Problem to solve: Give everything from the line containing "Target: turquoise water" down to the end of the records as a numbered list, omitting blank lines.

(Excerpts of location labeling data)
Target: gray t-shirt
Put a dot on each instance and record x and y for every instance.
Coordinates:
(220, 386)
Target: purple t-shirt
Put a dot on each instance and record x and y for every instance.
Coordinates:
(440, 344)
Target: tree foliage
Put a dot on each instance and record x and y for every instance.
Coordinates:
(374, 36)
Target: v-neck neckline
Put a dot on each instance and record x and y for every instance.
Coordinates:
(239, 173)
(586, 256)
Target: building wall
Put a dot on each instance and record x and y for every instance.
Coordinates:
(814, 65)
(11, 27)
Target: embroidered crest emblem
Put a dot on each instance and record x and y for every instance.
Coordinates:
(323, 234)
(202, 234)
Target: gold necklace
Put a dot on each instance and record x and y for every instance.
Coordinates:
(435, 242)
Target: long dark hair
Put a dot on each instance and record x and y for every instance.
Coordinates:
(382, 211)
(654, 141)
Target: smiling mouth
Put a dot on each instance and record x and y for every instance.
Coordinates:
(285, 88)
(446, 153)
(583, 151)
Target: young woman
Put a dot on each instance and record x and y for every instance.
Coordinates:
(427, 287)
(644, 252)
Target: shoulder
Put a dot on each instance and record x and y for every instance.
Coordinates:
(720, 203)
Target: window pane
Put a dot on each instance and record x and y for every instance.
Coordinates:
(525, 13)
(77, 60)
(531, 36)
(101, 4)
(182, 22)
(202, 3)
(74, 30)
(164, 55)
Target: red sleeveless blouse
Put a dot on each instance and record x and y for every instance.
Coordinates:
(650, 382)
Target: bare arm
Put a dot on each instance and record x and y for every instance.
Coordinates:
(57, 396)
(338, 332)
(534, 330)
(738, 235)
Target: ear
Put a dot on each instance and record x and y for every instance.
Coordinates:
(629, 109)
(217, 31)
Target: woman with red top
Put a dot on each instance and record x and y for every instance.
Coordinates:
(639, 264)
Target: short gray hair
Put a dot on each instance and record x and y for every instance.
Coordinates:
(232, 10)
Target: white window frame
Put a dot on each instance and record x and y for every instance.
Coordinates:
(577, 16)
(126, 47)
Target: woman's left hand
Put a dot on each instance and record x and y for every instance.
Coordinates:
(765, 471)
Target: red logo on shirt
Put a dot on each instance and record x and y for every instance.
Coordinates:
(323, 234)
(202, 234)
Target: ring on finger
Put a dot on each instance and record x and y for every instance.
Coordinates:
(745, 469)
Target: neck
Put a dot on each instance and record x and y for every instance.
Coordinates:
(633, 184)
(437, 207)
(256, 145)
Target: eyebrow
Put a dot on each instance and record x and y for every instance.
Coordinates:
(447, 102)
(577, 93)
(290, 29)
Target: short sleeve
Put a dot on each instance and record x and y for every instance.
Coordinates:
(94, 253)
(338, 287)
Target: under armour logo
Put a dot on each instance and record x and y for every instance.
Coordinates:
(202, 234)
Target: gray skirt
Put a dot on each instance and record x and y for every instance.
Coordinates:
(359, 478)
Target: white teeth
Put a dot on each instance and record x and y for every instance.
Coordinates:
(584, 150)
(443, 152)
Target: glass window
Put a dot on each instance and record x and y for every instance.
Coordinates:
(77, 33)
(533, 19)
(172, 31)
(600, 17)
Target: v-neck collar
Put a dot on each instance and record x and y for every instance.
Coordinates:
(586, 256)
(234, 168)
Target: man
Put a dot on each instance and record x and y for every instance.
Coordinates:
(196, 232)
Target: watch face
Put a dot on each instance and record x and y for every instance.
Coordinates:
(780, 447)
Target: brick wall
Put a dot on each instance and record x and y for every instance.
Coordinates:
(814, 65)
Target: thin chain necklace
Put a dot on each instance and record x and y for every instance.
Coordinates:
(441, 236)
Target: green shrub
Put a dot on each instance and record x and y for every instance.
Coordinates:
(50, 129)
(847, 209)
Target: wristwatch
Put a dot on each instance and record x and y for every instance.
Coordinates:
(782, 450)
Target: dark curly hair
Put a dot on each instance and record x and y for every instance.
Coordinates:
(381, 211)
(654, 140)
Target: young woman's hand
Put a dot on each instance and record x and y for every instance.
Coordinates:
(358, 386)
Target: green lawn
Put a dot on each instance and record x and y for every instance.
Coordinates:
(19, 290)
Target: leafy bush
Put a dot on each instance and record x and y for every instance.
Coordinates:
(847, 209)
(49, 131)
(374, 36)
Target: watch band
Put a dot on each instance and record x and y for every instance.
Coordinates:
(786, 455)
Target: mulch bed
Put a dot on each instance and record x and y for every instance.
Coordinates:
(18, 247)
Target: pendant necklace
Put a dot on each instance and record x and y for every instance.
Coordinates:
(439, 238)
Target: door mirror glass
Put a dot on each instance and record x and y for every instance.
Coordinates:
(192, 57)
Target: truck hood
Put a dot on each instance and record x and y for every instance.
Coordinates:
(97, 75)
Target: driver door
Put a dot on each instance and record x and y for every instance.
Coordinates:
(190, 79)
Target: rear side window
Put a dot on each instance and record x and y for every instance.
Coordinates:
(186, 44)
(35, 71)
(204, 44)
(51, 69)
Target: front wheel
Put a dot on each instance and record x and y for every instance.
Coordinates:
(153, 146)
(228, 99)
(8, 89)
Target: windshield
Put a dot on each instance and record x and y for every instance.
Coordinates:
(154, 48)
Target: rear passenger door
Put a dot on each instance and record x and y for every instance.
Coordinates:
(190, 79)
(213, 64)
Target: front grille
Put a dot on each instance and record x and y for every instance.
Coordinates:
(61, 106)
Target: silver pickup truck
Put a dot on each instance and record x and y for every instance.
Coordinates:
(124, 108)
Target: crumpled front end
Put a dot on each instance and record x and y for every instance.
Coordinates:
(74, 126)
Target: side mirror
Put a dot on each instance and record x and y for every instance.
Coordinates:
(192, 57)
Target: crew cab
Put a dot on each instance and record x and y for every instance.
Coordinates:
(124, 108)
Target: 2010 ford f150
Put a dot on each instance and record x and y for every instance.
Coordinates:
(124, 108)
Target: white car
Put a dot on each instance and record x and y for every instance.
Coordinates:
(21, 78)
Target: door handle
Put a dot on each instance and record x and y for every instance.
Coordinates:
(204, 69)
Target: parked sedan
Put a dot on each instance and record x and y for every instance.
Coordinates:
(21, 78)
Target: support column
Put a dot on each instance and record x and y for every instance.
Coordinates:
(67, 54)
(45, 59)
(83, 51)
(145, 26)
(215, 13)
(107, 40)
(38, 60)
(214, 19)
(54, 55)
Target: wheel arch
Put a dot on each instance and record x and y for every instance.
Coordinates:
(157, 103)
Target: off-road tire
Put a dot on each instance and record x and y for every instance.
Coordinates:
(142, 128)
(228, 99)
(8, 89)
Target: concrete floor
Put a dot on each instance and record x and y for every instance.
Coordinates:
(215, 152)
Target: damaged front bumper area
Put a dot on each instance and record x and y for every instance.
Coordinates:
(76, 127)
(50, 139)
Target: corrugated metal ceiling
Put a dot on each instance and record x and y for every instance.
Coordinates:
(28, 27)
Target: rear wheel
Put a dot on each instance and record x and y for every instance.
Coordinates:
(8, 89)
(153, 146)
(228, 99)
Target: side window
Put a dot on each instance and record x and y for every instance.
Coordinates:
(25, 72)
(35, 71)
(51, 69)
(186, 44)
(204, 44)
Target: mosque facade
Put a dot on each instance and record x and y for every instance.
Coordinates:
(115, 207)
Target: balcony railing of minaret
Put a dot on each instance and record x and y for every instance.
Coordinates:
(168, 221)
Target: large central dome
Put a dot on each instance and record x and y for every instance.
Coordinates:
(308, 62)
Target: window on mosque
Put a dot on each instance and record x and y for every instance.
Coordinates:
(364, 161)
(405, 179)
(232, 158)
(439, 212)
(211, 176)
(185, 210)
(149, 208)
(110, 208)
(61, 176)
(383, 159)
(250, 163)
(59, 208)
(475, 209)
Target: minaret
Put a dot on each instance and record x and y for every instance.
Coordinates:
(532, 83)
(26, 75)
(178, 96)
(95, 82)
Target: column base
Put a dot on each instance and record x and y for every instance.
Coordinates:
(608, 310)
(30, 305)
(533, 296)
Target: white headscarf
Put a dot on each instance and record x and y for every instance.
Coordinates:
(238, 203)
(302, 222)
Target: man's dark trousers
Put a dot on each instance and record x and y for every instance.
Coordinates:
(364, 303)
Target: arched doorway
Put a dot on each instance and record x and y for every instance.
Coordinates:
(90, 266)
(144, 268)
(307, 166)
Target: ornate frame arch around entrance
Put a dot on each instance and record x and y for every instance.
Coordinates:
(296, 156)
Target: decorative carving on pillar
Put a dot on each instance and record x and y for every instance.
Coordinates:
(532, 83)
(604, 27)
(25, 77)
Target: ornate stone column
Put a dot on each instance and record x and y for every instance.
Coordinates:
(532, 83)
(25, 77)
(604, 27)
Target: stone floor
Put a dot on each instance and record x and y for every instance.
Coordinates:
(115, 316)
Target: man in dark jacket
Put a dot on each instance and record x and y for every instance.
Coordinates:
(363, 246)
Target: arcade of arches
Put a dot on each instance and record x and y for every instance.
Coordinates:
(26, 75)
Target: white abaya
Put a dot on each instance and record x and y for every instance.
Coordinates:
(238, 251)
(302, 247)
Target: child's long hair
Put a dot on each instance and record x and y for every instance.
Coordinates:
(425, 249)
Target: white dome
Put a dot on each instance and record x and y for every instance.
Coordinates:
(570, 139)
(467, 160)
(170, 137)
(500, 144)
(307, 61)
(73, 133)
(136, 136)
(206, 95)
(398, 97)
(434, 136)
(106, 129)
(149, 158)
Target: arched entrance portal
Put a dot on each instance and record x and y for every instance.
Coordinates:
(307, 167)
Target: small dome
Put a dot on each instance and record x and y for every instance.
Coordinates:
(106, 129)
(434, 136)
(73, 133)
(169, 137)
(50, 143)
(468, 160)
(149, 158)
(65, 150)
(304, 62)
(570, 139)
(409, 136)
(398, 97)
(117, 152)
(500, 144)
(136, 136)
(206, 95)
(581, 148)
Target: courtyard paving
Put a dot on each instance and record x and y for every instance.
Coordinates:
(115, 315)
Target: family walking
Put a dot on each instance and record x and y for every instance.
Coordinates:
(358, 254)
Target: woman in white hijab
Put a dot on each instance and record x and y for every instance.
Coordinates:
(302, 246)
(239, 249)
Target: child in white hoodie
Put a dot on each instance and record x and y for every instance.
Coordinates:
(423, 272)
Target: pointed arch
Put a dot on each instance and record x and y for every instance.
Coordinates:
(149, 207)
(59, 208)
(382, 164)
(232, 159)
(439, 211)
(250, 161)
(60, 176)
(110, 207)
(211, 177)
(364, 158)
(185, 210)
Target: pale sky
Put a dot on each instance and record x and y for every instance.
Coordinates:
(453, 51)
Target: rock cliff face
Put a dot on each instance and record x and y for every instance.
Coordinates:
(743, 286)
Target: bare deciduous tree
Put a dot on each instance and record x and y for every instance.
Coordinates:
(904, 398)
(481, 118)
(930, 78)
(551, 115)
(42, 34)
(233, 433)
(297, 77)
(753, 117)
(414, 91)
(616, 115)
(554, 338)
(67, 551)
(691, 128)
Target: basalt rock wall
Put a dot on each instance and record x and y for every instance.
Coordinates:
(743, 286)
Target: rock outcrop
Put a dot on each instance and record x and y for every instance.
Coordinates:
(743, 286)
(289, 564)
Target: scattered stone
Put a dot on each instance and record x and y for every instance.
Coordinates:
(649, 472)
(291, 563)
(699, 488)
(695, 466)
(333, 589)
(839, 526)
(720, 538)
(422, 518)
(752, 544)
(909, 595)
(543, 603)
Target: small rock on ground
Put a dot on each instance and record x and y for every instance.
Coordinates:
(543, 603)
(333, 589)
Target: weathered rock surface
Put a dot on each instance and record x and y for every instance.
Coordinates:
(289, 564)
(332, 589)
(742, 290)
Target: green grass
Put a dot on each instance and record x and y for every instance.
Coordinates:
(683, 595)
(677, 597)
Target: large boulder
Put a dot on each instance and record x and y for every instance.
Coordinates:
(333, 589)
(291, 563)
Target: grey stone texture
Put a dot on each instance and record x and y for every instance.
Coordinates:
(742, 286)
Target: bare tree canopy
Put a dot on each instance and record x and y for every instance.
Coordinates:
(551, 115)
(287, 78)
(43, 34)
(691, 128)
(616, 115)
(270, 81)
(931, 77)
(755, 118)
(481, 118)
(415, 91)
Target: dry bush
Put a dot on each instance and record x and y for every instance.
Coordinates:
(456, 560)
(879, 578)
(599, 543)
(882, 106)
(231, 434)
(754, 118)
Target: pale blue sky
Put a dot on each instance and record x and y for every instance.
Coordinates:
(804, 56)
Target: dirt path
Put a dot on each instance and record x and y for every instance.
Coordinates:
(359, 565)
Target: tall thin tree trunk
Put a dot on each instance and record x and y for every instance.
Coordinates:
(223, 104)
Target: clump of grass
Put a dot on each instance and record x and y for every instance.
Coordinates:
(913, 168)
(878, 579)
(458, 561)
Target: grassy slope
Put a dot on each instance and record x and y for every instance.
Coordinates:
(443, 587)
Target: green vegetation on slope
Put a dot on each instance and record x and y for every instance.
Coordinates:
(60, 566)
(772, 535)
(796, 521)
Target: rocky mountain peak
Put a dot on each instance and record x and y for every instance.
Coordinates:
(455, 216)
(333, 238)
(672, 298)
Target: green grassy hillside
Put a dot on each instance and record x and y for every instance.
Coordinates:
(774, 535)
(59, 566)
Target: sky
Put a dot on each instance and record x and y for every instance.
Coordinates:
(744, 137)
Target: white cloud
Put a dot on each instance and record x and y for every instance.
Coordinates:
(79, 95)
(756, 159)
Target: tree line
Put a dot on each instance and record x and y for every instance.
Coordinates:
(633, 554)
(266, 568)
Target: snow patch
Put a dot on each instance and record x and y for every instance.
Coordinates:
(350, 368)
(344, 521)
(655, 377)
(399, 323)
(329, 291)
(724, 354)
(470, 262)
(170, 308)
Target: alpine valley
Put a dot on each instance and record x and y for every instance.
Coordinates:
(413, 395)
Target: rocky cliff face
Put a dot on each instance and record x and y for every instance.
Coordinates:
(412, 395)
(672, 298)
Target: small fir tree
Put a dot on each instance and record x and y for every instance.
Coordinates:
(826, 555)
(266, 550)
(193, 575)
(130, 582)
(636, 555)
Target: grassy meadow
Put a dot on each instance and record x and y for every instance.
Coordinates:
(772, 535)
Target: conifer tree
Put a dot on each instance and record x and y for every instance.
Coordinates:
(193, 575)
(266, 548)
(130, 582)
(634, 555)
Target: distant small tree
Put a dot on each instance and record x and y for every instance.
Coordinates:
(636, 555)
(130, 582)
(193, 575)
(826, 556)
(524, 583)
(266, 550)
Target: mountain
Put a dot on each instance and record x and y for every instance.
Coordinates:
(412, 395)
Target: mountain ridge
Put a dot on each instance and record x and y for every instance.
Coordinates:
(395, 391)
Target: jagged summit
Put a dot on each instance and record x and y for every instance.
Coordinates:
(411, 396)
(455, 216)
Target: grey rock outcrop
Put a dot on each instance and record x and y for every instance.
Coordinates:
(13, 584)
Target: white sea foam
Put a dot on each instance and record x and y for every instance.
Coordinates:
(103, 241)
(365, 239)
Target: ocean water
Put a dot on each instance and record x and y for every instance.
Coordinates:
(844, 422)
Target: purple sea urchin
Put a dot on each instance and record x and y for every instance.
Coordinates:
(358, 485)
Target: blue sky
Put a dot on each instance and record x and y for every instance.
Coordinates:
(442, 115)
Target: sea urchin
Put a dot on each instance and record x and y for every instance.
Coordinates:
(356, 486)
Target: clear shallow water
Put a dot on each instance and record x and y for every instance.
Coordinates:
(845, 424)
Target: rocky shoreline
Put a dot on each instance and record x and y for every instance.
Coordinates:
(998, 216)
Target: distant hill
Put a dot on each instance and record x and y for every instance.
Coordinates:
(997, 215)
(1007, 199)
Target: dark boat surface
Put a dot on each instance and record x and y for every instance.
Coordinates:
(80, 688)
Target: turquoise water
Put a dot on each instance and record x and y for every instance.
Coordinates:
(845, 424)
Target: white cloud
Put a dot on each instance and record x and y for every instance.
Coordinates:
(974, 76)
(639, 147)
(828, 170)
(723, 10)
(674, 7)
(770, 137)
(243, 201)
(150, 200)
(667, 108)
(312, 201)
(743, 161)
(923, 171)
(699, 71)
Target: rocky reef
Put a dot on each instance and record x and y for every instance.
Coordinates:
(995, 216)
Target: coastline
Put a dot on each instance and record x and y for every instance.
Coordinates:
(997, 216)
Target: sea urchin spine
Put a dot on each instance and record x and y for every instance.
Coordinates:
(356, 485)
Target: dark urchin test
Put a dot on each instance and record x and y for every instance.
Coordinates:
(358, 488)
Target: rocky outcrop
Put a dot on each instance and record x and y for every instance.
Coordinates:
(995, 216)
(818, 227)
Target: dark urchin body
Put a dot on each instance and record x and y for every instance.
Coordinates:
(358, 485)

Final result:
1. Target: turquoise water
2. Put a dot on each instance and record x and y for every instance.
3. Coordinates:
4. (845, 424)
5. Target: white cloud
6. Put a dot on each instance and record x and y for every instance.
7. Coordinates:
8. (974, 76)
9. (639, 147)
10. (828, 170)
11. (723, 10)
12. (674, 7)
13. (770, 137)
14. (243, 201)
15. (150, 200)
16. (667, 108)
17. (312, 201)
18. (743, 161)
19. (923, 171)
20. (699, 71)
21. Target: rocky reef
22. Put a dot on each instance and record x and y for every instance.
23. Coordinates:
24. (995, 216)
25. Target: coastline
26. Put a dot on each instance and record x and y for every instance.
27. Coordinates:
28. (997, 216)
29. Target: sea urchin spine
30. Put a dot on each instance and record x and y for every instance.
31. Coordinates:
32. (356, 485)
33. Target: dark urchin test
34. Put a dot on each instance and record x and y for every instance.
35. Coordinates:
36. (358, 488)
37. Target: rocky outcrop
38. Put a dot on each instance and record x and y for every instance.
39. Coordinates:
40. (995, 216)
41. (818, 227)
42. Target: dark urchin body
43. Put a dot on each instance and record x and y for every instance.
44. Coordinates:
45. (358, 485)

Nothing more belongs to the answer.